Liste des tâches:
**a)** D'après l'article sur le préparateur mental de Novak Djokovic, jusqu'à quel jour se tient le tournoi de Bercy ?
**b)** Rédigez la suite de l'article sur le préparateur mental de Novak Djokovic, après sa dernière phrase.

Extrait de page:
Pour aborder le tournoi de tennis de Bercy, Novak Djokovic a fait appel à un préparateur mental dont la spécialité est la gestion des émotions par l'amour. Un type de coaching en vogue chez les sportifs de haut niveau.

Article rédigé par Pierre Godon
France Télévisions
Publié
Temps de lecture : 8 min
Le Serbe Novak Djokovic lors du tournois de Bercy à Paris le 2 novembre 2016. (ALFONSO JIMENEZ/SHUTTER/SIPA / REX)

Devenir un champion, ça se passe surtout dans la tête. Une fois arrivé à un certain degré d'excellence, il faut que le mental suive. Tous les sportifs de haut niveau savent qu'ils doivent relever ce défi. Et pour y parvenir, ils s'adjoignent parfois les services de coachs un peu spéciaux. Novak Djokovic en est le dernier exemple en date. Pour se préparer au tournoi de Bercy, organisé jusqu'au dimanche 6 novembre à Paris, le tennisman a fait appel à une sorte de "calinothérapeute". Mais c'est loin d'être le préparateur le plus gratiné du monde du sport.

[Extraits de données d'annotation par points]

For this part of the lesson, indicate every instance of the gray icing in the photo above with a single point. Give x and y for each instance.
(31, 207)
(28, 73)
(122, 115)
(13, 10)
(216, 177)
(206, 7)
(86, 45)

Réponses par tâche:
**a)** Jusqu'au dimanche 6 novembre.

**b)**
Novak Djokovic et son coach de l'amour

Pepe Imaz, le préparateur mental de Novak Djokovic, dans les travées de l'Accorhôtels Arena, à Paris, le 2 novembre 2016. (CHRISTOPHE SAIDI/SIPA)

Avec son survêtement flanqué d'un immense cœur, Pepe Imaz ne passe pas inaperçu dans la loge réservée à Novak Djokovic au BNP Paribas Masters de Bercy. Le numéro 1 mondial travaille depuis plusieurs années avec lui, mais depuis la déprime du Serbe, qui a confessé après sa victoire à Roland-Garros ne plus se sentir "très bien au niveau émotionnel", il s'affiche de plus en plus avec ce coach mental dont la spécialité est la gestion des émotions par l'amour. Quand l'Espagnol quitte l'entraînement de "Djoko", il lance un bruyant "je l'aime" à l'adresse des journalistes et des curieux.

L'homme aiguise la curiosité du public, plus habitué à voir des anciens champions comme Boris Becker épauler le tennisman. Sur le site de Pepe Imaz, honnête joueur de la fin des années 1990 dont le principal fait d'armes est un deuxième tour à Roland-Garros, on peut lire : "Nous croyons réellement que l'amour est la façon dont il faut vivre sa vie". Ce chantre de la philosophie "Amor y paz" ("amour et paix") a poussé Novak Djokovic à décorer d'un cœur la porte du vestiaire du tournoi de Madrid. "Je ne fais rien, je ne lui apprends rien, décrit Pepe Imaz dans un portrait que lui a consacré le journal ABC (en espagnol). Je partage juste mon expérience, et je lui montre ce qui a marché pour moi."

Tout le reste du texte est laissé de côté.